The wallclock time is relative to the host's wallclock time.
VMI_WallclockUpdated returns TRUE if the wallclock time has changed
relative to the real cycle counter since the previous time that
VMI_WallclockUpdated was polled. For example, while a VM is suspended,
the real cycle counter will halt, but wallclock time will continue to
advance. Upon resuming the VM, the first call to VMI_WallclockUpdated
will return TRUE.
VMI_GetCycleFrequency returns the number of cycles in one second. This
value can be used by the guest to convert between cycles and other time
units.
VMI_GetCycleCounter returns the current value, in cycles units, of the
counter corresponding to 'whichCounter' if it is one of VMI_CYCLES_REAL,
VMI_CYCLES_AVAILABLE or VMI_CYCLES_STOLEN. VMI_GetCycleCounter returns
0 for any other value of 'whichCounter'.
VMI_SetAlarm is used to arm the vcpu's alarms. The 'flags' parameter is
used to specify which counter's alarm is being set (VMI_CYCLES_REAL or
VMI_CYCLES_AVAILABLE), how to deliver the alarm to the vcpu
(VMI_ALARM_WIRED_IRQ0 or VMI_ALARM_WIRED_LVTT), and the mode
(VMI_ALARM_IS_ONESHOT or VMI_ALARM_IS_PERIODIC). If the alarm is set
against the VMI_ALARM_STOLEN counter or an undefined counter number, the
call is a nop. The 'expiry' parameter indicates the expiry of the
alarm, and for periodic alarms, the 'period' parameter indicates the
period of the alarm. If the value of 'period' is zero, the alarm is
armed as a one-shot alarm regardless of the mode specified by 'flags'.

Image point annotation entries:
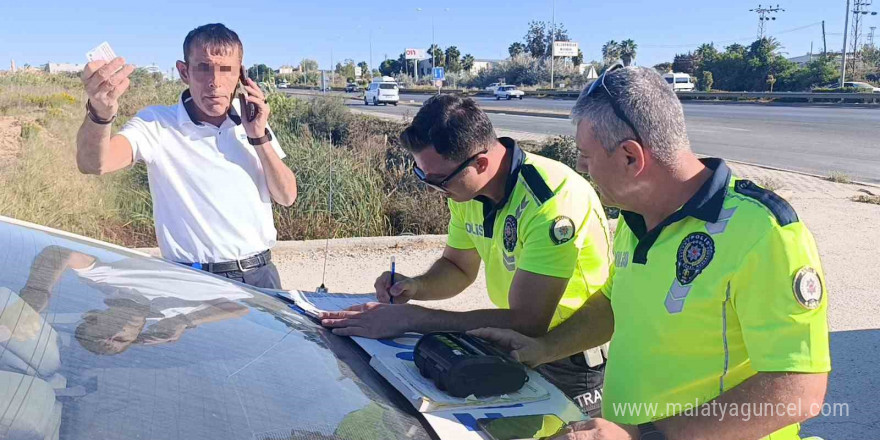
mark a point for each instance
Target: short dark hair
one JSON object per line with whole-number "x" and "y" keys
{"x": 215, "y": 37}
{"x": 455, "y": 127}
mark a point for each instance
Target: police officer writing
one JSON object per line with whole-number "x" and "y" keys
{"x": 536, "y": 224}
{"x": 715, "y": 301}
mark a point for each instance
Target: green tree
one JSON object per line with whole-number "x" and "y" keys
{"x": 345, "y": 69}
{"x": 663, "y": 67}
{"x": 611, "y": 52}
{"x": 535, "y": 39}
{"x": 467, "y": 62}
{"x": 516, "y": 49}
{"x": 628, "y": 51}
{"x": 308, "y": 65}
{"x": 390, "y": 67}
{"x": 736, "y": 48}
{"x": 453, "y": 59}
{"x": 683, "y": 63}
{"x": 771, "y": 80}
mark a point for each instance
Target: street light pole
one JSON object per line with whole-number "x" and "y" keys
{"x": 843, "y": 53}
{"x": 552, "y": 44}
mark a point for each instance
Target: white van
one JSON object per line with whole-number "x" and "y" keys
{"x": 680, "y": 82}
{"x": 382, "y": 90}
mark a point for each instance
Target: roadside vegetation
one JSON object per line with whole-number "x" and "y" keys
{"x": 374, "y": 190}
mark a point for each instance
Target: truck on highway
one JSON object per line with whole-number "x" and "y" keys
{"x": 680, "y": 82}
{"x": 508, "y": 92}
{"x": 382, "y": 90}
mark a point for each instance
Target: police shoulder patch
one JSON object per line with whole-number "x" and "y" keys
{"x": 510, "y": 234}
{"x": 694, "y": 253}
{"x": 562, "y": 230}
{"x": 807, "y": 288}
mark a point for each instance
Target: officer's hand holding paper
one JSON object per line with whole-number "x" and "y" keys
{"x": 105, "y": 80}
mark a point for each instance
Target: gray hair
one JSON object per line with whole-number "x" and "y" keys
{"x": 649, "y": 103}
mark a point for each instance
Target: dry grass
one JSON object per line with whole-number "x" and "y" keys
{"x": 770, "y": 183}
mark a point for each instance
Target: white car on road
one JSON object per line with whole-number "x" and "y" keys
{"x": 680, "y": 82}
{"x": 493, "y": 87}
{"x": 508, "y": 93}
{"x": 382, "y": 91}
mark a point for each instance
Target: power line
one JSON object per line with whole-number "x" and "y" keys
{"x": 765, "y": 15}
{"x": 859, "y": 11}
{"x": 734, "y": 40}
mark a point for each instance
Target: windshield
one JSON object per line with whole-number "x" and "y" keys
{"x": 103, "y": 343}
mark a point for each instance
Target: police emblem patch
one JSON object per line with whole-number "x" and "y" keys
{"x": 807, "y": 288}
{"x": 694, "y": 254}
{"x": 510, "y": 233}
{"x": 562, "y": 230}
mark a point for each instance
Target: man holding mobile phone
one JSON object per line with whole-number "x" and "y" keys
{"x": 213, "y": 169}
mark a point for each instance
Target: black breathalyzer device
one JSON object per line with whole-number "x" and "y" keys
{"x": 464, "y": 365}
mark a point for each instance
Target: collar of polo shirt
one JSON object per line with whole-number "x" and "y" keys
{"x": 706, "y": 205}
{"x": 517, "y": 158}
{"x": 185, "y": 112}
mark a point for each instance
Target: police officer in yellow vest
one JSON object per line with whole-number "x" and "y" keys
{"x": 536, "y": 224}
{"x": 715, "y": 305}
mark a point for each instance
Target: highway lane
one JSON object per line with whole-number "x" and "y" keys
{"x": 814, "y": 139}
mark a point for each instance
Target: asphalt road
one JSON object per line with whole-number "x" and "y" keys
{"x": 813, "y": 139}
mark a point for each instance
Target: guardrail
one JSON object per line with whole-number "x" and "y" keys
{"x": 783, "y": 96}
{"x": 808, "y": 97}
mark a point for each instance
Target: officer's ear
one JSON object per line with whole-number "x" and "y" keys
{"x": 482, "y": 163}
{"x": 184, "y": 73}
{"x": 633, "y": 155}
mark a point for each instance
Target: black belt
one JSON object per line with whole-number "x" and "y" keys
{"x": 259, "y": 260}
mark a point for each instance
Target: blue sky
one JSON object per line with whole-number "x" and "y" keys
{"x": 284, "y": 32}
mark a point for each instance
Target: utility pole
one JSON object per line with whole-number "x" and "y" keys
{"x": 553, "y": 43}
{"x": 843, "y": 54}
{"x": 860, "y": 9}
{"x": 824, "y": 43}
{"x": 765, "y": 14}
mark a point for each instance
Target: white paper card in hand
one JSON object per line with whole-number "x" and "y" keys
{"x": 102, "y": 52}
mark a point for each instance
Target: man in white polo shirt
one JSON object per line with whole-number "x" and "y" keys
{"x": 213, "y": 174}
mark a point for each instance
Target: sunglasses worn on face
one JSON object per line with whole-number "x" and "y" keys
{"x": 599, "y": 84}
{"x": 441, "y": 186}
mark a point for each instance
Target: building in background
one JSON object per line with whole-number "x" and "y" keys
{"x": 482, "y": 64}
{"x": 64, "y": 68}
{"x": 287, "y": 70}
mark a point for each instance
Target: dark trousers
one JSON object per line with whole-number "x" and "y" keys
{"x": 264, "y": 276}
{"x": 578, "y": 381}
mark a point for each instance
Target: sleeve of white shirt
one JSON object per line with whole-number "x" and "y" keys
{"x": 142, "y": 133}
{"x": 275, "y": 145}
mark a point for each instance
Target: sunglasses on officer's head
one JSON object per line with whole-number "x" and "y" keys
{"x": 599, "y": 84}
{"x": 441, "y": 186}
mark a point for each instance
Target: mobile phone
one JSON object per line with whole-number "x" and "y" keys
{"x": 248, "y": 109}
{"x": 540, "y": 426}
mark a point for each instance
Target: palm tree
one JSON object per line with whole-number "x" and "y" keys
{"x": 628, "y": 51}
{"x": 610, "y": 51}
{"x": 467, "y": 62}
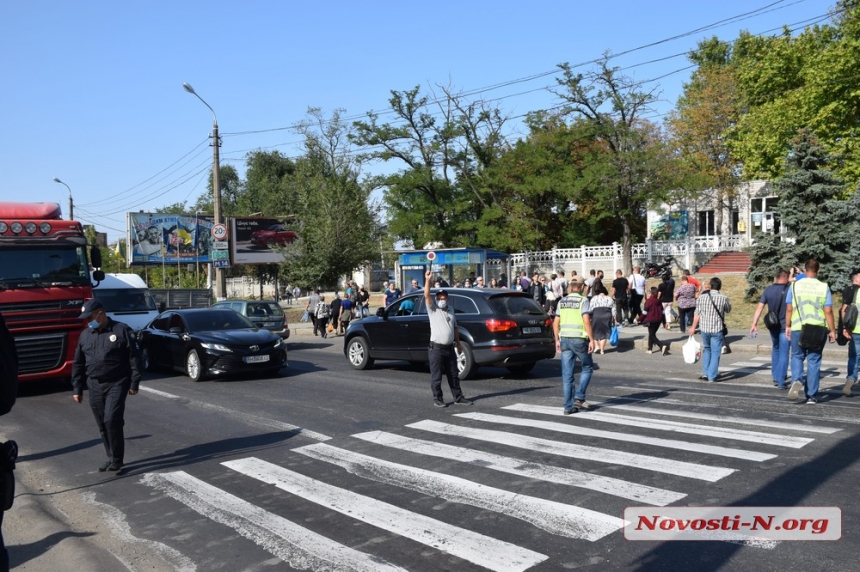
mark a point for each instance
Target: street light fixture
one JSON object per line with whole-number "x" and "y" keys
{"x": 71, "y": 203}
{"x": 220, "y": 278}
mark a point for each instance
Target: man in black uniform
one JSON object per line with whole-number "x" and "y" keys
{"x": 106, "y": 358}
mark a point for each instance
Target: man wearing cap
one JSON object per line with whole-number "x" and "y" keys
{"x": 444, "y": 337}
{"x": 107, "y": 359}
{"x": 574, "y": 340}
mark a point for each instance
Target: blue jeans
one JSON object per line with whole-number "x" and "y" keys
{"x": 853, "y": 352}
{"x": 813, "y": 367}
{"x": 712, "y": 345}
{"x": 571, "y": 350}
{"x": 778, "y": 356}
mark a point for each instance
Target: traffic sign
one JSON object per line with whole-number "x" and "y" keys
{"x": 219, "y": 231}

* [Written tasks]
1. Please answer these questions about the VMI timer text:
(a) What value does VMI_GetCycleFrequency return?
(b) What does VMI_GetCycleCounter return when 'whichCounter' is none of the three named counters?
(c) How is an alarm armed when 'period' is zero?
2. Proceed with the VMI timer text, starting right after its last sentence.

* [Answers provided]
1.
(a) The number of cycles in one second.
(b) 0.
(c) As a one-shot alarm, regardless of the mode specified by 'flags'.

2.
Finally, a call to VMI_SetAlarm for an alarm that is already armed is
equivalent to first calling VMI_CancelAlarm and then calling
VMI_SetAlarm, except that the value returned by VMI_CancelAlarm is not
accessible.
VMI_CancelAlarm is used to disarm an alarm. The 'flags' parameter
indicates which alarm to cancel (VMI_CYCLES_REAL or
VMI_CYCLES_AVAILABLE). The return value indicates whether or not the
cancel succeeded. A return value of FALSE indicates that the alarm was
already disarmed either because a) the alarm was never set or b) it was
a one-shot alarm and has already fired (though perhaps not yet delivered
to the guest). TRUE indicates that the alarm was armed and either a)
the alarm was one-shot and has not yet fired (and will no longer fire
until it is rearmed) or b) the alarm was periodic.
-------------------------------------------------------------------------
Further discussion regarding the proposed interface:
1) Mechanism to atomically read the set of time values.
The interface does not provide a way for a vcpu to atomically read the
entire set of time values { wallclock time, real time counter, available
time counter, stolen time counter }. While it seems that such a
mechanism might be "nice" to have in theory, it seems unnecessary in
practice. Indeed, real hardware rarely provides this functionality.
One nice side effect of having this feature is that the explicit stolen
time counter (or available time counter) can be dropped entirely from
the interface, since its value can be inferred from the real time
counter and available time counter (or stolen time counter).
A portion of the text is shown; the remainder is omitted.